WHAT THE TASK REQUIRES —
Every line of the material is to be reproduced verbatim.

= Beginning of Section =

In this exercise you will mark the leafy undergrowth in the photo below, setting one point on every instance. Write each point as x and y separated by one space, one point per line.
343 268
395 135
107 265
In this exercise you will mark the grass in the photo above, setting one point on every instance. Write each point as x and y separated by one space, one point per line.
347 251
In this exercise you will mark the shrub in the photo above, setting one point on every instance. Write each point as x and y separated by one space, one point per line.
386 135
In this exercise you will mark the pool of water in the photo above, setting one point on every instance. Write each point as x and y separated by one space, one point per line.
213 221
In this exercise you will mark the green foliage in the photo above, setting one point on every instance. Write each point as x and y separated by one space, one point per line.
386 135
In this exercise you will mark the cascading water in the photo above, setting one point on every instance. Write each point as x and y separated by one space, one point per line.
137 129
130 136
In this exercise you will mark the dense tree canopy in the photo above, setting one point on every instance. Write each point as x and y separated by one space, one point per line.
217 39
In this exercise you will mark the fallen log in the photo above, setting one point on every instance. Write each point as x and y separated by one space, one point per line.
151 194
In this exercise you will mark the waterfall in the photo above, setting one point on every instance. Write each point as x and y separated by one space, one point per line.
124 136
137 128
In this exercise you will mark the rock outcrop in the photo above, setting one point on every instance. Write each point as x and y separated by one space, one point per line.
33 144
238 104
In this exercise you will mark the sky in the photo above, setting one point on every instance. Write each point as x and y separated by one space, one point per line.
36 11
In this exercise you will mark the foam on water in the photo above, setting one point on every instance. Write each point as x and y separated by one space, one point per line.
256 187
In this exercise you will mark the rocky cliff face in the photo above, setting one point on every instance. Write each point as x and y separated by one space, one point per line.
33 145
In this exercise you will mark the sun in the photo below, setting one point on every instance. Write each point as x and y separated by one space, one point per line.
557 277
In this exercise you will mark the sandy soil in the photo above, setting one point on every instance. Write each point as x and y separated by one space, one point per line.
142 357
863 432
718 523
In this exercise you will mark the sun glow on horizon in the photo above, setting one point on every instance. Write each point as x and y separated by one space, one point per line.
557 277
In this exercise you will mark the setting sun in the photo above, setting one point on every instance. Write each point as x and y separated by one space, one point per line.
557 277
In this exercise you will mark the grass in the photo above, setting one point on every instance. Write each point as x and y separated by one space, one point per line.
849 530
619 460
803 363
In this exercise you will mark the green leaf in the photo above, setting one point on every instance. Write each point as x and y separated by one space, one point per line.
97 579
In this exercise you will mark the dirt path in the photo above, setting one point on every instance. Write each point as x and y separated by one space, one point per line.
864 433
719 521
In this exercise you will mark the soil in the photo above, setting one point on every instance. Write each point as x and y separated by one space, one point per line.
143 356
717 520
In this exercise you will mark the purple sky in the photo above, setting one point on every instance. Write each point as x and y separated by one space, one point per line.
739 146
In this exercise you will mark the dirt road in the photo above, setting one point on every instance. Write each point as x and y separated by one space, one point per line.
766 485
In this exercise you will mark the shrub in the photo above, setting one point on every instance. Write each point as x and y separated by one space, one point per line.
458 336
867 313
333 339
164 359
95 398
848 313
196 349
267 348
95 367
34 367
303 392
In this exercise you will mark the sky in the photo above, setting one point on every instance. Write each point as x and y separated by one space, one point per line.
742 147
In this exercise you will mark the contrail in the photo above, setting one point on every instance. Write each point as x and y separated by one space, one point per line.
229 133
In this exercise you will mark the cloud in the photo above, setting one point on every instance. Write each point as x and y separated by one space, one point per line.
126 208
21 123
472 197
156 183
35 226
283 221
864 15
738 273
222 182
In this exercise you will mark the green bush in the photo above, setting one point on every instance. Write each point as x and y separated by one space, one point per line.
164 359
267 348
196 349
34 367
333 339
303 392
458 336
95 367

= End of Section =

OUTPUT —
In this exercise you will mark the leafy undergrowth in the photo below, setting one point on every instance. Write each point as x and y separated by one space, one point per line.
343 268
395 135
107 265
In this exercise you will mark the grass in the photo above, setting one point on every instance. Write each point as x and y separated by one space, one point per line.
347 251
In this exercise you will mark the shrub in the photo above, setting one point on every instance. Write each point as x and y separated by one space, one point per line.
386 135
In this exercise you will mark the pool of water in the photo above, setting one point on every instance. Write each point as x and y separated by one space, one point per line.
213 221
In this exercise you will mark the green foliage in the photo above, setting one point on every instance. Write each point as x and y separated by one space, one point per line.
386 135
In this exercise you will mark the cascading water in the photo above, setting one point on every instance. Write each point as x and y separated by one space, one point per line.
137 129
130 136
In this exercise you will mark the dense tree canopy in the photo above, setting one point on every instance. Write each point as x and y separated by one space, one point per line.
217 39
In this exercise you will mark the fallen log in the photo above, setting one point on every instance. Write each point as x and y separated by one space, one point per line.
151 194
In this exercise you will mark the waterfall in the photo above, setting one point on every instance. Write each point as x and y separated by one space, one point per line.
124 136
137 128
In this exercise you will mark the rock outcrop in the photo above, setting one point on every instance. Write each point as x and y separated by one space, one point per line.
33 144
238 104
In this exercise you will mark the sky in the photo above, setting one point on every instance. Write each point as x and y separated by one space, one point per line.
36 11
In this exercise you will mark the foam on water in the photo above, setting one point on every instance. Write each point as x and y separated by one space, one point per line.
256 187
In this exercise you will mark the rocky cliff face in the photo above, setting one point on every instance. Write each point as x and y separated by one space, one point per line.
33 145
In this exercise you will mark the sun in the photo below, setting one point on every instance. Write each point as x and y separated by one space, one point per line.
557 277
In this exercise you will mark the sandy soil in the photo above, setting one point on every instance. Write each point as x and y separated by one space, one point per line.
142 357
863 432
718 523
In this exercise you will mark the sun glow on horizon in the photo above, setting one point on every instance. Write each point as x and y separated by one space, one point per line.
557 277
In this exercise you will mark the setting sun in the photo above, setting one point on every instance. Write each point as x and y separated by one space, one point per line.
557 277
In this exercise you will mark the grass in the photo above, setting one point on every instance. Write each point as x and y separated by one space, one point per line.
849 530
619 460
803 363
In this exercise you will mark the green leaf in the photo above, setting one point on every instance. Write each point as x and y separated by one space, one point per line.
97 579
In this exercise you will mark the dirt path in the photo above, setting one point on every instance. Write each point as x and y separated by one space, one point per line.
864 433
719 521
In this exercise you will mark the soil in the photo above, setting one point on every instance. Write each point as x and y separated by one space, one point per line.
143 356
717 520
In this exercise you will mark the purple sky in the photo above, setting one point on every instance. Write each point as x and y separated by one space, one point per line.
739 146
In this exercise you will mark the dirt road in the photo above, setting one point on every instance. Write each point as x and y separated by one space, one point per line.
766 485
In this exercise you will mark the shrub in the photo above, setting one point on every instance. Write each point as x and y separated by one space, one point per line.
458 336
867 313
333 339
164 359
95 398
848 313
196 349
267 348
95 367
34 367
303 392
In this exercise you will mark the sky in the photo above, setting one point on every instance. Write each point as x and y separated by one space, one point per line.
742 147
In this exercise you will mark the contrail in the photo above, setting one point on every instance. Write each point as x and y separated by one space, one point per line.
229 133
In this exercise you will mark the cloud in the photo above, setting one point on every instance. Write each point as x and y separated by one space, one point per line.
126 208
21 123
472 197
156 183
35 226
283 221
864 15
738 273
222 182
In this exercise you will mark the green bush in the photo above, setting one point on every instance. Write each point as x and y separated by one space, one point per line.
164 359
267 348
196 349
34 367
333 339
303 392
458 336
95 367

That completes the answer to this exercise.